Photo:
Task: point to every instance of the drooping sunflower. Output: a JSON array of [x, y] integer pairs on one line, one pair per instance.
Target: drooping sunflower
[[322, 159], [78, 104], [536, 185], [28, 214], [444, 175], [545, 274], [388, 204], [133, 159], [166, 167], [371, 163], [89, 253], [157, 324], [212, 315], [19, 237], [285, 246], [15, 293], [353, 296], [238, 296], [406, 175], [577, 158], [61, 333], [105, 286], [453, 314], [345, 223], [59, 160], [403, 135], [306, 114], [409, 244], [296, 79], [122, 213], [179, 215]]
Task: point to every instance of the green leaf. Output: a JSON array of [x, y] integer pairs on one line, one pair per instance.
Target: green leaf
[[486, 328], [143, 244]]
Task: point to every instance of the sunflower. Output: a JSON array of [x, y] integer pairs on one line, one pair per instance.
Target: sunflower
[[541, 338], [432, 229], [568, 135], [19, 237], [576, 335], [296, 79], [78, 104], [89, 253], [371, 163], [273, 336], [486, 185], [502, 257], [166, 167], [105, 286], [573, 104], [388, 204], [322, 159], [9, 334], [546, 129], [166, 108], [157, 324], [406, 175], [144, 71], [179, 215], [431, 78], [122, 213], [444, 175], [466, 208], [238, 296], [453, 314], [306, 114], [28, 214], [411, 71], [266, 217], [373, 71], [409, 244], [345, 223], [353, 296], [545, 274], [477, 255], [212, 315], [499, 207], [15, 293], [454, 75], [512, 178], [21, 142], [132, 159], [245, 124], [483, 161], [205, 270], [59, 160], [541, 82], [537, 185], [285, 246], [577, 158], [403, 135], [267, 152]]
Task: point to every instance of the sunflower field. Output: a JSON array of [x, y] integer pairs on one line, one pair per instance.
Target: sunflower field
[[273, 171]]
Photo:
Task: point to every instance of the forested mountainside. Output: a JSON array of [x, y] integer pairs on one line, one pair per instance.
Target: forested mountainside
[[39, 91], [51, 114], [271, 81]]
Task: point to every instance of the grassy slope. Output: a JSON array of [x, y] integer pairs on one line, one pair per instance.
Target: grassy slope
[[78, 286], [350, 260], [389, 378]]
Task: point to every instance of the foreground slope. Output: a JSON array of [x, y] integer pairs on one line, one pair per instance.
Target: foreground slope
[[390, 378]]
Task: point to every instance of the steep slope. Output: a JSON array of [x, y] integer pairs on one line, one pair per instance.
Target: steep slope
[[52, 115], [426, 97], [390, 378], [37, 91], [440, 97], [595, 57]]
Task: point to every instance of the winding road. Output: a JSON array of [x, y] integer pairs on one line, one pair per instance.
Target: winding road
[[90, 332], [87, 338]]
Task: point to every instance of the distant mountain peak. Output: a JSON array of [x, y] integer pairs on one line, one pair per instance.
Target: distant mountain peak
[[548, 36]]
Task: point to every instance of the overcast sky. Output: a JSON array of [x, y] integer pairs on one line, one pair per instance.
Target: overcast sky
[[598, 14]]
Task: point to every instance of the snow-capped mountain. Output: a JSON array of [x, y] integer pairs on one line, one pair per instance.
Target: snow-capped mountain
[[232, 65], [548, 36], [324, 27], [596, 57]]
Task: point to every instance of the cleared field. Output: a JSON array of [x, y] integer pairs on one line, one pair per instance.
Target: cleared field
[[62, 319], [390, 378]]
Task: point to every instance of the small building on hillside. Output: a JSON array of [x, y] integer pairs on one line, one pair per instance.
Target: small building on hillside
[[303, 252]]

☆ ☆ ☆ ☆ ☆

*What is expected*: Produce an exact copy of the lines from the one containing "Task: point to every instance of the sunflower field." through the last line, and of nothing else.

*Problem solution*:
Task: point to every instance of the sunflower field. Output: a JSON array of [x, y] integer pairs on one line, one pair per instance.
Target: sunflower field
[[273, 171]]
Photo:
Task: point to every instance of the forested mountainside. Output: a JSON array of [x, y] integer pairs on one line, one pair per instance.
Target: forested mountainside
[[39, 91], [51, 114], [271, 81]]
Task: point to every instance of the grassy slope. Output: a JSON array of [x, y] integer pairs on one line, one pair per instance.
Target: grassy slope
[[78, 286], [350, 260], [389, 378]]
Task: point to every instance of the foreground slope. Output: a JSON array of [x, y] integer pairs on one line, one pair per instance.
Target: foreground slope
[[390, 378]]
Task: point to every instance of the steep slope. Output: a JSON array of [x, y] integer pairs on one line, one pair per instance.
Target: steep slope
[[52, 115], [426, 97], [390, 378], [37, 91], [440, 97], [595, 57]]
Task: point to every instance of the winding road. Output: a JSON array of [x, y] integer pairs on one line, one pair per instance.
Target: winding road
[[90, 332], [87, 338]]
Task: point to every instance of the distant mountain peak. Output: a JSON array of [x, y] integer pairs on one line, one pair per instance.
Target: distant mountain peak
[[548, 36]]
Task: point to every instance of the overcast sky. Output: a JSON array of [x, y] integer pairs on one line, one pair per instance.
Target: overcast sky
[[598, 14]]
Task: point to every instance of the snow-capped mountain. Output: a JSON array of [x, y] integer pairs on one line, one pair per instance.
Target: snow-capped mountain
[[232, 65], [548, 36], [324, 27], [596, 57]]
Task: point to every instance of the cleared field. Output: a JSON array of [x, y] integer pairs on one line, one pair per instance.
Target: cleared field
[[62, 319], [390, 378]]
Task: point to every instance of the small building on hillside. Output: a JSON array of [x, y] integer pairs on one line, one pair per instance.
Target: small building on hillside
[[303, 252]]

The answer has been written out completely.